**TEXT FOR ANALYSIS:**
+--
Published: 11 August 2011



The tetracycline-controlled transactivator system is a powerful tool to control gene expression in vitro and to generate consistent and conditional transgenic in vivo model organisms. It has been widely used to study gene function and to explore pathological mechanisms involved in human diseases. The system permits the regulation of the expression of a target gene, both temporally and quantitatively, by the application of tetracycline or its derivative, doxycycline. In addition, it offers the possibility to restrict gene expression in a spatial fashion by utilizing tissue-specific promoters to drive the transactivator.


In this study, we report our problems using a reverse tetracycline-regulated transactivator (rtTA) in a transgenic mouse model system for the bone-specific expression of the Hutchinson-Gilford progeria syndrome mutation. Even though prior studies have been successful utilizing the same rtTA, expression analysis of the transactivator revealed insufficient activity for regulating the transgene expression in our system. The absence of transactivator could not be ascribed to differences in genetic background because mice in a mixed genetic background and in congenic mouse lines showed similar results.
+--
**REQUIRED ACTION 1:** In the text on the tetracycline-controlled system, what are the three ways it says expression of a target gene can be regulated?
**REQUIRED ACTION 2:**
Answer these about the text on the tetracycline-controlled system:
(a) On what date was it published?
(b) Which mutation was the mouse model meant to express in bone?
(c) What kind of analysis revealed insufficient transactivator activity?
You won't need these lines.

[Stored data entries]
+--
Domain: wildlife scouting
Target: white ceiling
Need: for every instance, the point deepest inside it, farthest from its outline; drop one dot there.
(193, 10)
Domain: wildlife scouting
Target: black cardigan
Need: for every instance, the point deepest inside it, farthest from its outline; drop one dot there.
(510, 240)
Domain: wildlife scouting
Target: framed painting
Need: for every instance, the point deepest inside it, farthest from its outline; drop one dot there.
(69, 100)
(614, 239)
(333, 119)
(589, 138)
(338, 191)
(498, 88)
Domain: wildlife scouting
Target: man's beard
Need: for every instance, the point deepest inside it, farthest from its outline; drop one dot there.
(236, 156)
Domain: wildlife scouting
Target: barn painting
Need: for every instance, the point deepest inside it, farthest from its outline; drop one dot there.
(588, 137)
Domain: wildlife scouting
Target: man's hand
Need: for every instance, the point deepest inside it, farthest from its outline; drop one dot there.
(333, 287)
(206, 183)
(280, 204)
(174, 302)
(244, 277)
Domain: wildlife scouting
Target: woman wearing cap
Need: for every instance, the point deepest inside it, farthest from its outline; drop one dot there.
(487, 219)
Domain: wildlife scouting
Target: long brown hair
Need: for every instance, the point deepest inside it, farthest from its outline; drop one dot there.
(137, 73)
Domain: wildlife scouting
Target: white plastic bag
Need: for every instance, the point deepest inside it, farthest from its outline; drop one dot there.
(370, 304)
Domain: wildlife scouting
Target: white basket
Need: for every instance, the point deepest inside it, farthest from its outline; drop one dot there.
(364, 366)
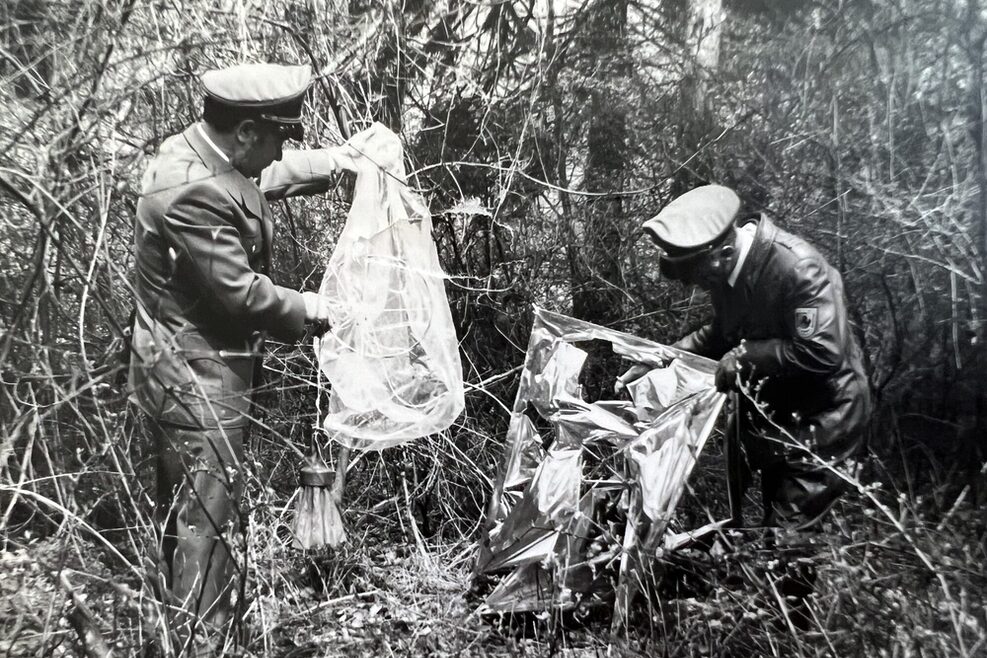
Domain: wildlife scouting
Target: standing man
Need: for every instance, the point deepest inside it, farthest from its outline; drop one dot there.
(205, 302)
(779, 325)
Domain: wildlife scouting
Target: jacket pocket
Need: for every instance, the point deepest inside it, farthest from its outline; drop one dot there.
(191, 386)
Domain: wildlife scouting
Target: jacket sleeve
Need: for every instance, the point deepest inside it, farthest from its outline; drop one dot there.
(209, 258)
(303, 172)
(812, 342)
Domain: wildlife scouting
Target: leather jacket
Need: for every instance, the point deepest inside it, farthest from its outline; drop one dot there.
(789, 308)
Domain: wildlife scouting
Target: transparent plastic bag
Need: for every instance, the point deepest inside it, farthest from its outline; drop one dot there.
(392, 355)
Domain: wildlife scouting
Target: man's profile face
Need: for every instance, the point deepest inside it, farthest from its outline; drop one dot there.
(261, 145)
(708, 270)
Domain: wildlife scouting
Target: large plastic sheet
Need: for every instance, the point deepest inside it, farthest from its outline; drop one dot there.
(625, 462)
(392, 355)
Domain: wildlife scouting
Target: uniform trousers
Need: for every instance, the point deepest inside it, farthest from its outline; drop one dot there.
(197, 510)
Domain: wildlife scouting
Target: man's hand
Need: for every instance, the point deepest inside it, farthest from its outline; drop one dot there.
(317, 312)
(729, 370)
(633, 373)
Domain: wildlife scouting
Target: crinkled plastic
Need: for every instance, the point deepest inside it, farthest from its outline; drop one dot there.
(627, 463)
(392, 355)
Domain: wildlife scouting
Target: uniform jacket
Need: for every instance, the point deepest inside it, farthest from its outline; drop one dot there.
(789, 307)
(204, 298)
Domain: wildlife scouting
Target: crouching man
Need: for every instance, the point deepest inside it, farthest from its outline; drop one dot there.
(780, 328)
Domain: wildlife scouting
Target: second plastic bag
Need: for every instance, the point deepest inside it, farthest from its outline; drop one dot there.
(392, 356)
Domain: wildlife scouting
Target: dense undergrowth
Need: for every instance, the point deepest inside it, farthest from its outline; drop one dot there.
(542, 136)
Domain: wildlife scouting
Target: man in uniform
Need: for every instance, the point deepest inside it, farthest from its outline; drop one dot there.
(205, 302)
(780, 327)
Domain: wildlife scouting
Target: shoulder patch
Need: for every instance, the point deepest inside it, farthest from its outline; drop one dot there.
(805, 322)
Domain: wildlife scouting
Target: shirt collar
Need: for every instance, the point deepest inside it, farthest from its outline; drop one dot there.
(745, 238)
(205, 138)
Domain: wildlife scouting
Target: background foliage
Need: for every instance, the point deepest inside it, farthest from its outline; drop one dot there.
(542, 134)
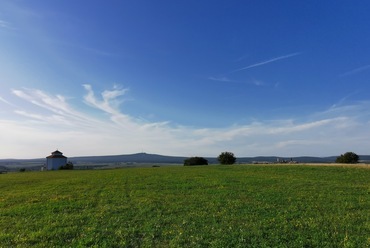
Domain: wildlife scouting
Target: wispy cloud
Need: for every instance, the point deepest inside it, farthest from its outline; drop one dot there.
(5, 101)
(268, 61)
(221, 79)
(48, 121)
(355, 71)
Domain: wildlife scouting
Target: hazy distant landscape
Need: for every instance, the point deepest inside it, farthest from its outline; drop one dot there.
(147, 160)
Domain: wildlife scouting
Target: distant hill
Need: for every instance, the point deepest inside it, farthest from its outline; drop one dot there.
(145, 158)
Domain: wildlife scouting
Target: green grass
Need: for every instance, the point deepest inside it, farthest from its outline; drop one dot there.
(209, 206)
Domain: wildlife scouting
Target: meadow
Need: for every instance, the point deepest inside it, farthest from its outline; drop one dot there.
(205, 206)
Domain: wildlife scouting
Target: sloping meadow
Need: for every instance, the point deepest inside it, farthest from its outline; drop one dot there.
(205, 206)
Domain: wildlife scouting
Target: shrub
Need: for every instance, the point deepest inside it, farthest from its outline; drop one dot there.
(226, 158)
(195, 161)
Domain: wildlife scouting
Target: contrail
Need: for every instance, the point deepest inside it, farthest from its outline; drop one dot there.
(355, 71)
(268, 61)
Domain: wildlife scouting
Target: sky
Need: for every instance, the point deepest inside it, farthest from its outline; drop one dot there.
(187, 78)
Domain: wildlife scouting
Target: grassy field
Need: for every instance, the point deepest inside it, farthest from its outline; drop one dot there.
(208, 206)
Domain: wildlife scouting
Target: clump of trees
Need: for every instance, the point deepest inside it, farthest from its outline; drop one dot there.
(226, 158)
(195, 161)
(347, 158)
(67, 166)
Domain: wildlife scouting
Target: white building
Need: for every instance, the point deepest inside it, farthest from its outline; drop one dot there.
(55, 160)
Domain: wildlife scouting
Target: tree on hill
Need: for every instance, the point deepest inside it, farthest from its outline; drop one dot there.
(347, 158)
(195, 161)
(226, 158)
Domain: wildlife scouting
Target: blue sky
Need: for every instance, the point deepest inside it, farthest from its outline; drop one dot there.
(191, 78)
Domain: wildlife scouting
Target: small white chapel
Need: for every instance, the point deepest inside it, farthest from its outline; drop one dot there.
(55, 160)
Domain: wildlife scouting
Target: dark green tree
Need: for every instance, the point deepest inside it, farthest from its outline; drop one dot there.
(195, 161)
(226, 158)
(347, 158)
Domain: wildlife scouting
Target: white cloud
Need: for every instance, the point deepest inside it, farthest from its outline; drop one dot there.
(48, 122)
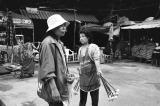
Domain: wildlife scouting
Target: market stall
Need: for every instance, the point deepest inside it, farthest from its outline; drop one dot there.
(144, 46)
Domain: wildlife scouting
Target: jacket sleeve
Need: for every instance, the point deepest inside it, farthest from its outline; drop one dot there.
(47, 61)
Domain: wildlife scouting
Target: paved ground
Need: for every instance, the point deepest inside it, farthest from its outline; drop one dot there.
(139, 85)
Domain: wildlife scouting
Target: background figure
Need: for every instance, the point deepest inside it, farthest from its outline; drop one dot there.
(89, 58)
(53, 68)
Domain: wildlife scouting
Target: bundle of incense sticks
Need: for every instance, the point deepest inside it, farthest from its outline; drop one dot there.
(76, 88)
(112, 93)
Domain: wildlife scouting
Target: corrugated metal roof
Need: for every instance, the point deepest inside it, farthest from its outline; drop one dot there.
(68, 16)
(19, 20)
(144, 25)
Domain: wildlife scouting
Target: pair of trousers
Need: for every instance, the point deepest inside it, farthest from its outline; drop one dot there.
(94, 97)
(61, 103)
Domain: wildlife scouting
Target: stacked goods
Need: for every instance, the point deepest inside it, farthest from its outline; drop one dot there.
(144, 50)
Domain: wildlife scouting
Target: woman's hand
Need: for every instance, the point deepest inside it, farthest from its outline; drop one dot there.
(99, 73)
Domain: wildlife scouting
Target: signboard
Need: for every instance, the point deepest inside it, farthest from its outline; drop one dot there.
(21, 21)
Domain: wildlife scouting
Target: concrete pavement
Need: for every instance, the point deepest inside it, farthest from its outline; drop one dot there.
(139, 85)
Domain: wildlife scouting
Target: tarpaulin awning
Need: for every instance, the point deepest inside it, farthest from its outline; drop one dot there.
(68, 16)
(19, 21)
(144, 25)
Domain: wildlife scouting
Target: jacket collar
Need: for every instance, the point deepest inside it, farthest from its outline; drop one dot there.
(58, 44)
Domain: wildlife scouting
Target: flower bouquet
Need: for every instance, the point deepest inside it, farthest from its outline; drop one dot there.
(111, 91)
(76, 87)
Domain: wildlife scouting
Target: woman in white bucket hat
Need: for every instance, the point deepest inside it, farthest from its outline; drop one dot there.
(53, 68)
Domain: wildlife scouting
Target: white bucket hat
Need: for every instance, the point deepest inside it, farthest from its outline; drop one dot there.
(55, 21)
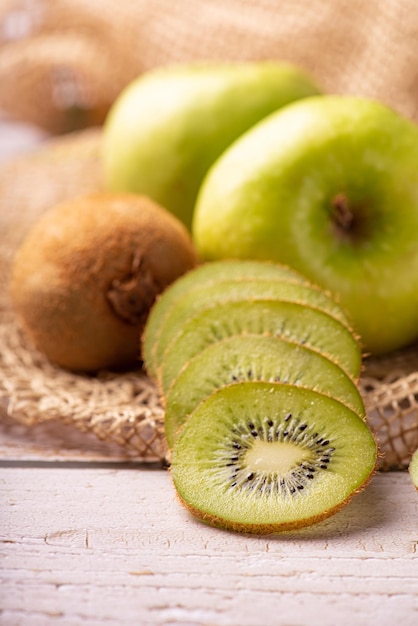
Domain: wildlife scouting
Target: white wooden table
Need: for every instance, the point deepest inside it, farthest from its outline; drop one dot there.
(88, 538)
+--
**YOUR SOLUTION 1:** Temporally, quantitatively, and spatially.

**YOUR SOLUTION 2:**
(a) 11 August 2011
(b) The Hutchinson-Gilford progeria syndrome mutation
(c) Expression analysis of the transactivator